*ASSIGNMENT A*. Rename "digital DNA" as "personal data" in the Facebook advertising text, starting with "What we want" and going on through "the real me?".
*ASSIGNMENT B*. In the Facebook advertising text, what would the writer like Travelocity to know?
*ASSIGNMENT C*. Resume the Facebook advertising text at the point where it stops.

*SELECTED EXCERPT*.
BEGIN

Does this mean Facebook will continue to be the de facto Social Web? Absolutely not.

Facebook presents a huge opportunity and promise for brands: A data pile of personal information that should enable marketers to deliver more relevant and targeted advertising. Sounds like Behavioral Targeting 2.0. This model implies that people want to receive more targeted and relevant messages. And that’s where the whole model falls apart.

Most of the day, people want to be invisible to advertisers. They want to read or entertain themselves without any disruption of the advertisers. And there are times when I want to hear from advertisers or would love to have a comprehensive profile I want to share with companies. During that limited amount of time, I would love for Acura to know what kind of car I’m looking for and have an insight into my purchase history to develop a personal proposal for me. I would love for Travelocity to know that I’m looking for a hotel close to Heathrow Airport.

We just don’t want this information stockpiled, used against our wishes and used against us during a time when we don’t want to hear from brands. We don’t want information that we shared with one company sold to another company to deliver more disruptive messages.

What we want is to share our digital DNA on our terms. Not on the terms of data mining companies and marketers. On our terms.

Which leads me to the second reason why this model won’t work: My Facebook profile is not the real me. Nobody is the real self on Facebook. We’re revealing a very small part of our real self. Nothing more. Most people stay away from politics or religious topics. We never hear from major conflicts in anybody’s lives. Facebook reminds me of kid shows like Cailou or Berenstein Bears. Sure, there are some minor conflicts but, overall, we’re doing great and everything is awesome. We’re all playing a part in the Facebook world, just like the avatars in Second Life. How do you expect to deliver relevant messages to me if you don’t know the real me?

END

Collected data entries
BEGIN

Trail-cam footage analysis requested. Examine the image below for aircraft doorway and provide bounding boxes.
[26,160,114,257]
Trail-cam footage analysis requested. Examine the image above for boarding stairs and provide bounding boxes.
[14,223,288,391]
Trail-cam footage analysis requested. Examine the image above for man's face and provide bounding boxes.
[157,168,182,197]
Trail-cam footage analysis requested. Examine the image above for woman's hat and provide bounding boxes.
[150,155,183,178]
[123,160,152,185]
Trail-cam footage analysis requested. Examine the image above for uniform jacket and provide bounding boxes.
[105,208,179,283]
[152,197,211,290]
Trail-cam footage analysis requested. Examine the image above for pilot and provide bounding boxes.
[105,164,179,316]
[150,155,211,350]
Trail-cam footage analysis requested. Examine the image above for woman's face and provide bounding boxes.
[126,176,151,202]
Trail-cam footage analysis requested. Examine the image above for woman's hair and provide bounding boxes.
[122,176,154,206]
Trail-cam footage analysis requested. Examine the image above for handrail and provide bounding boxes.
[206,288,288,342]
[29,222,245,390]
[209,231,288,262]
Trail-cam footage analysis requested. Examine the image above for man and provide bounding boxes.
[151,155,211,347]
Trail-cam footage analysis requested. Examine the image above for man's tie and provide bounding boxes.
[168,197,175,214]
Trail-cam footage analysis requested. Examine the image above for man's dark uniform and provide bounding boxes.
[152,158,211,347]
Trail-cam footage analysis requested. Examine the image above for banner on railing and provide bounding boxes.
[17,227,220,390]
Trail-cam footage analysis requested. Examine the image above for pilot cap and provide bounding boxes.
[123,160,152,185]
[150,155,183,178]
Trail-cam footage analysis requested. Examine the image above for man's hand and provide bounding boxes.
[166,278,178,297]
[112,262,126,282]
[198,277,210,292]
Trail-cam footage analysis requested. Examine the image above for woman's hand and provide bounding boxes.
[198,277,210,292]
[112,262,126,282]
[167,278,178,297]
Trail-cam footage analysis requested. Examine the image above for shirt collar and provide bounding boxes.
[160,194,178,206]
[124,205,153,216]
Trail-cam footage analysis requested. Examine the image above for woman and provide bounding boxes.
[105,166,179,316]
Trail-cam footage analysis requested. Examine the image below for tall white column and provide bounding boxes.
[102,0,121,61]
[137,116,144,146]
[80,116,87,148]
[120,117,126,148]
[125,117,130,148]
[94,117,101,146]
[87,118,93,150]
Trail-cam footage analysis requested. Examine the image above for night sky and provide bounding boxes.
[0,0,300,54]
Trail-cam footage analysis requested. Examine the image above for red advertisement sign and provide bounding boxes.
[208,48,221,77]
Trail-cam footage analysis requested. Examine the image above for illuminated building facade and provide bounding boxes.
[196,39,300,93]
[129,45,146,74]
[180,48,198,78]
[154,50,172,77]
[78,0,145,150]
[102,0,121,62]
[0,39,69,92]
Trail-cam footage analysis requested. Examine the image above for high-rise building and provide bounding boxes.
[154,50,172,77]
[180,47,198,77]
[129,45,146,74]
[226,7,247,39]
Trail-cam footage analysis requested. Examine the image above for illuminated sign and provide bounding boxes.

END

*TASK RESULT A*.
What we want is to share our personal data on our terms. Not on the terms of data mining companies and marketers. On our terms.

Which leads me to the second reason why this model won’t work: My Facebook profile is not the real me. Nobody is the real self on Facebook. We’re revealing a very small part of our real self. Nothing more. Most people stay away from politics or religious topics. We never hear from major conflicts in anybody’s lives. Facebook reminds me of kid shows like Cailou or Berenstein Bears. Sure, there are some minor conflicts but, overall, we’re doing great and everything is awesome. We’re all playing a part in the Facebook world, just like the avatars in Second Life. How do you expect to deliver relevant messages to me if you don’t know the real me?

*TASK RESULT B*. That the writer is looking for a hotel close to Heathrow Airport.

*TASK RESULT C*.
Last but not least, if Facebook becomes the Social Graph, innovation will stop. Imagine Internet Explorer as the only game in town. No Chrome, no Firefox. Only IE allows you to access the web. If that’s scary, think about Facebook being the only Social Graph in town. No innovation. Stagnation. The Social Web would end before it even really started.

That’s why we need for people to claim ownership of their data. Allow them to store their personal data in a safe and secure space. Share any data on their terms:

  • Dental records with their periodontist and general dentist, avoiding lengthy approval cycles and wasteful document exchanges.
  • The intent to purchase a car with preferred brands. Allow them to send personal proposals. Eliminating the guesswork and sneaky, behavioral tactics of marketers.
  • Their food preferences and budget with restaurants through a location-based application. Allow restaurants to send time-sensitive offers based on personal profile.

Advertising, as defined by Wikipedia, is a non-personal form of communication intended to persuade an audience to purchase or take some action upon products, ideals or services. The current landscape of advertising feels more like a battleground and not a persuasion lounge. We have done the same thing over and over again. More efficient. More relevant. More targeted. It’s still not working.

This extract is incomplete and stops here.